## [Task objective]
Rewrite the rows starting at the line that contains "Would you mind spotting the fan light" and ending at the line that contains "<point>219,233</point>", replacing "pin" with "marker" and keeping everything else the same.

Coordinate labeling data:
#####

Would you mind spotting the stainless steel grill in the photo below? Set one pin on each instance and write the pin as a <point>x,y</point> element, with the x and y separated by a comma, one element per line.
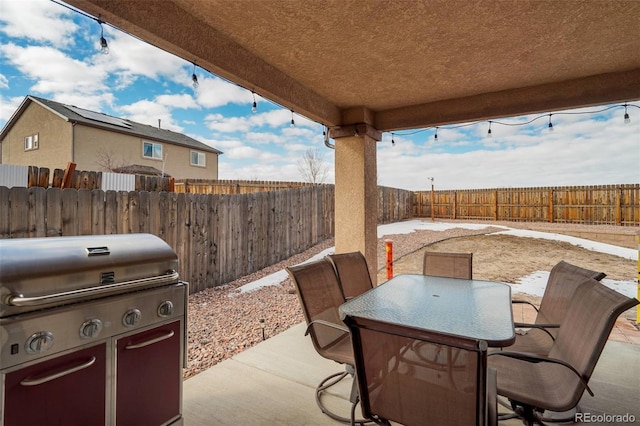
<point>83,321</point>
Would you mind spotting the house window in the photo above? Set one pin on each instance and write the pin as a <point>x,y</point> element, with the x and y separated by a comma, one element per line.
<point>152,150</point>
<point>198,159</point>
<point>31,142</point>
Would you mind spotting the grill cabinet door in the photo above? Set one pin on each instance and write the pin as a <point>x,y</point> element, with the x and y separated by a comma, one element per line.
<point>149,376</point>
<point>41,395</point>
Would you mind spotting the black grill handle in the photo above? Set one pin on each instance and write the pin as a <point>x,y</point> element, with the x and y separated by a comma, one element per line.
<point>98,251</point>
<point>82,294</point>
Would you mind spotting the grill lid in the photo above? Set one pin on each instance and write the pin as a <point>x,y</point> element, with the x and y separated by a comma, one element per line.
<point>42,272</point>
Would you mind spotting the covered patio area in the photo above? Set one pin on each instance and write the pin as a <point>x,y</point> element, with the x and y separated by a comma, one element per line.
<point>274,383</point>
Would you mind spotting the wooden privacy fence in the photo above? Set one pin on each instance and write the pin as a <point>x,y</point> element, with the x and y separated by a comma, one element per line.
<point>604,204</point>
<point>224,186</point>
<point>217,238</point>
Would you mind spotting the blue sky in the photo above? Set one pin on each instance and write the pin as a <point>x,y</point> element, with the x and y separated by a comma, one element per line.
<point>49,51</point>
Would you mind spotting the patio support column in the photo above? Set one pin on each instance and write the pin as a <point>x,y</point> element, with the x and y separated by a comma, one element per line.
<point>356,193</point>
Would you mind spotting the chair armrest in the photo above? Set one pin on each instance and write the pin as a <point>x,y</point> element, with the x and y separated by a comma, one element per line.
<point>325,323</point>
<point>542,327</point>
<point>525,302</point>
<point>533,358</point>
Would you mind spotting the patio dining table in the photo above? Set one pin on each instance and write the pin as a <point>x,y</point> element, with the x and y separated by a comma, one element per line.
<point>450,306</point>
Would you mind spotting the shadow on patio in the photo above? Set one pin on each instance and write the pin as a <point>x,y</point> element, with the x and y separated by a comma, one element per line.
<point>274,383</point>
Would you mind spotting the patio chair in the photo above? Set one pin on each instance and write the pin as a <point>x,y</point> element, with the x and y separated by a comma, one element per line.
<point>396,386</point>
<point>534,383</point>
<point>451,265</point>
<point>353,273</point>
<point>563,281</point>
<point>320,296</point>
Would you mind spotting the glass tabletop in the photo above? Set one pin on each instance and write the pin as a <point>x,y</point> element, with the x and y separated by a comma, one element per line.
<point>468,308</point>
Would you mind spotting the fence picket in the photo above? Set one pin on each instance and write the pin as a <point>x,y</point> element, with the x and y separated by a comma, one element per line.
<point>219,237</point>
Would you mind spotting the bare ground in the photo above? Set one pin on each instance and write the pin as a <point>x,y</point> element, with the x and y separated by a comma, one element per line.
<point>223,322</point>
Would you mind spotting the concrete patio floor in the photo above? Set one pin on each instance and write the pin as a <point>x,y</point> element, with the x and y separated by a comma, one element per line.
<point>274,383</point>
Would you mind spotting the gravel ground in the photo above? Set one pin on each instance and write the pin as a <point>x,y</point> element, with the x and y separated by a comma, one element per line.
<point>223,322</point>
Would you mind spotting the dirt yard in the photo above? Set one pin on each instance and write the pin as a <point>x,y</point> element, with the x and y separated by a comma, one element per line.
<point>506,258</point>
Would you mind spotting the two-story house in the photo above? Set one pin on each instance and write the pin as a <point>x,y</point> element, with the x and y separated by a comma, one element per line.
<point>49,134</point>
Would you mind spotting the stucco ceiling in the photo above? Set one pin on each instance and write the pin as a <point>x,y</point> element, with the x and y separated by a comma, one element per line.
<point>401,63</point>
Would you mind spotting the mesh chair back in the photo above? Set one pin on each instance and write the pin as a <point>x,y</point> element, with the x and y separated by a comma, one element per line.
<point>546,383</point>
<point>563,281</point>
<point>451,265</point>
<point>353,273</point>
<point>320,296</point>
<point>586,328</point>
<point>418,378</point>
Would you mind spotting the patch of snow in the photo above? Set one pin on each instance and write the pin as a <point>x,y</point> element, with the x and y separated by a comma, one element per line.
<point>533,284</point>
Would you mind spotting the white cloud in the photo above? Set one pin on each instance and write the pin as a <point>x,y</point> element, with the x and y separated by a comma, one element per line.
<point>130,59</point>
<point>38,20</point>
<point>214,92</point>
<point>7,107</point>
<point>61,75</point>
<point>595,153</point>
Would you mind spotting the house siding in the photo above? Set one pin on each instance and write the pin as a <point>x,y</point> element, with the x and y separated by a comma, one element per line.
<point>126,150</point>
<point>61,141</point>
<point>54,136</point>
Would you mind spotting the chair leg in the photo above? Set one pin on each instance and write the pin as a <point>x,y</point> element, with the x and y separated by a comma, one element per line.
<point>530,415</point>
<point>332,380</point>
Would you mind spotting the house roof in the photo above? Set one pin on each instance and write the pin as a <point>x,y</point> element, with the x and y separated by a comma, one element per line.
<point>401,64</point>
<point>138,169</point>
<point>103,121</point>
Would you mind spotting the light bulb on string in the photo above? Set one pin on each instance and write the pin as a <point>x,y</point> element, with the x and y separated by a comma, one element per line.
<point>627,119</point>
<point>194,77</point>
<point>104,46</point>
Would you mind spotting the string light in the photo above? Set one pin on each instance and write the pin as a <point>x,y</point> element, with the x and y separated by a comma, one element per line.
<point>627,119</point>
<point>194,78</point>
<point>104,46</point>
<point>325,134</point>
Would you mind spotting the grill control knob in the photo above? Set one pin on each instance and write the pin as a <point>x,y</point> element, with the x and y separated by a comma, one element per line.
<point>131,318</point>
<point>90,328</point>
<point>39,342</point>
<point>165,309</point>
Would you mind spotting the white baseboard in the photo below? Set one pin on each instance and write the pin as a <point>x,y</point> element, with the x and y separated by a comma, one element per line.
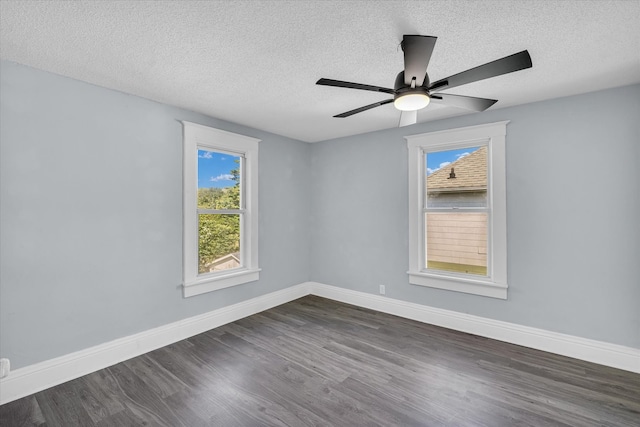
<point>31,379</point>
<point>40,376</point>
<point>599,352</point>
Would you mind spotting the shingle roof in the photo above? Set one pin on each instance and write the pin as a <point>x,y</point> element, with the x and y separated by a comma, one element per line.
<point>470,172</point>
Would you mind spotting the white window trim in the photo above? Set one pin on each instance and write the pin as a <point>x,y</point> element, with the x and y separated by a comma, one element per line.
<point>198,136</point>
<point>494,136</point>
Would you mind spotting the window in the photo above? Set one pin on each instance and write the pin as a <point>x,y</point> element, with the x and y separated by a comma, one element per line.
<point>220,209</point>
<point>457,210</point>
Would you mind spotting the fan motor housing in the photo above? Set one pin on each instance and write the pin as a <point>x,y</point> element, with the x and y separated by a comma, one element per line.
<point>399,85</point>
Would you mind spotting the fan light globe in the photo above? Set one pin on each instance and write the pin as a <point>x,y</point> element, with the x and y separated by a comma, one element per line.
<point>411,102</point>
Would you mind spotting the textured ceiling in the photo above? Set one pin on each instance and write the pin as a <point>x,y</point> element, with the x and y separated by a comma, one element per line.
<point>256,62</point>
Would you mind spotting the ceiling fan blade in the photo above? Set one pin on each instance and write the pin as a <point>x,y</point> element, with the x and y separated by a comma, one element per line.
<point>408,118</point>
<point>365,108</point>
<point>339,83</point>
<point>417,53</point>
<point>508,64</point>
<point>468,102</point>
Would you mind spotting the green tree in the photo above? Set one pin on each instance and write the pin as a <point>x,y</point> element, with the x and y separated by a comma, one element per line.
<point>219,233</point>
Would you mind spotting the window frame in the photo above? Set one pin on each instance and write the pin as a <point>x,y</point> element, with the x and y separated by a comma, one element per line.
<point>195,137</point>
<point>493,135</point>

#####

## [Task result]
Would you mind spotting the fan light globe in the photo above? Set one marker on each instance and write the marker as a <point>x,y</point> element, with the x and y separated by a comma, one element per line.
<point>411,102</point>
Would you mind spotting the textured ceiling in the photo above? Set one marker on each instance and write the marker as a <point>x,y</point> element, with the x and y separated by a comma, one element per line.
<point>256,62</point>
Would you mind spotting the ceiling fan blade in the photo above? Set one marker on each instance and write the marker as a <point>x,y</point> element, with the x and y separated by a comma, one element per line.
<point>408,118</point>
<point>365,108</point>
<point>339,83</point>
<point>417,53</point>
<point>508,64</point>
<point>468,102</point>
Would you mind spotting the green tree in the photo above? Set one marker on each instance and write the marker as a <point>x,y</point> element, with the x and y separated by a comma, one element per line.
<point>219,233</point>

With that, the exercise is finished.